• _List of tasks_
**A)** Name every group of readers that the Zen book description says the book speaks to or serves.
**B)** Extend the Zen book description past its final sentence with a few more sentences in the same tone.

• _Passage to read_
┄┄┄┄┄┄

From the beloved author of Zen Mind, Beginner’s Mind comes a new book of teachings on the essence of Zen practice

“I felt a burden being lifted from my shoulders just by reading this remarkable book.” —Oliver Burkeman

“Our way of sitting is for you to become yourself.”

In this long-awaited book from one of the most influential spiritual teachers of the last century, Shunryu Suzuki Roshi shares simple, warmhearted teachings on a practice that is fundamentally about becoming yourself. In his inimitable style, filled with humor and insight, Becoming Yourself speaks directly to the newest beginners while also serving as a touchstone and a continual source of inspiration for even the most experienced practitioners and Zen teachers.

Becoming Yourself unearths new jewels from the late Suzuki’s lectures and brings to light many of his unpublished teachings.

┄┄┄┄┄┄

• _Recorded data_
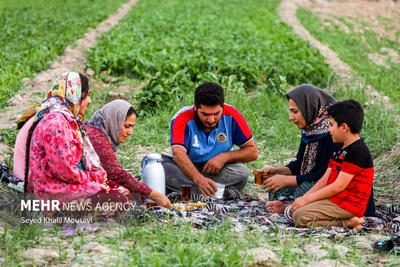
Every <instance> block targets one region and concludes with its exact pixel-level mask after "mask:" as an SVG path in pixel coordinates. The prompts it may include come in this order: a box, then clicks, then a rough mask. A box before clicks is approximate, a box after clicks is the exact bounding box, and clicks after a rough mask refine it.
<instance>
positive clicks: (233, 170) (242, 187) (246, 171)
mask: <svg viewBox="0 0 400 267" xmlns="http://www.w3.org/2000/svg"><path fill="white" fill-rule="evenodd" d="M162 165H163V167H164V172H165V184H166V189H167V192H180V191H181V185H183V184H190V185H192V193H194V194H200V191H199V188H198V187H197V186H196V185H195V184H194V183H193V181H192V180H191V179H189V178H188V177H187V176H186V175H185V174H183V172H182V171H181V170H180V169H179V167H178V166H177V165H176V164H175V162H174V161H173V160H172V157H169V156H164V155H163V161H162ZM194 165H195V166H196V168H197V170H198V171H199V172H201V170H202V168H203V166H204V164H194ZM202 174H203V175H204V176H205V177H207V178H210V179H211V180H213V181H214V182H216V183H220V184H224V185H225V188H229V187H236V188H237V189H238V190H239V191H241V190H242V189H243V187H244V186H245V185H246V182H247V178H248V177H249V169H248V168H247V167H246V165H245V164H243V163H227V164H225V166H224V167H223V168H222V169H221V170H220V172H219V173H218V174H209V173H202Z"/></svg>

┄┄┄┄┄┄

• _Solved tasks_
**A)**
- The newest beginners
- The most experienced practitioners
- Zen teachers

**B)**
Becoming yourself is not meant to be understood as an idea; it is meant to be tried out as a way of being. It is “Just to sit,” a practice of wholeheartedly being as you are, moment after moment, no matter what is happening. It is a practice of deeply connecting with how it feels to be alive in your surroundings, whether on a meditation cushion or not, and stepping forward from that connection. It is opening to your life, wherever you are, and finding right there a deep well of innate wisdom, compassion and care.

Exclusive to the audiobook, following Peter Coyote’s narration is special bonus content of Suzuki Roshi in his own voice. Presented in crystal clear, remastered audio, hear over thirty minutes of selected clips from the original lectures by Suzuki Roshi that were the basis of Becoming Yourself.

* This audiobook edition contains a downloadable PDF with supplemental material.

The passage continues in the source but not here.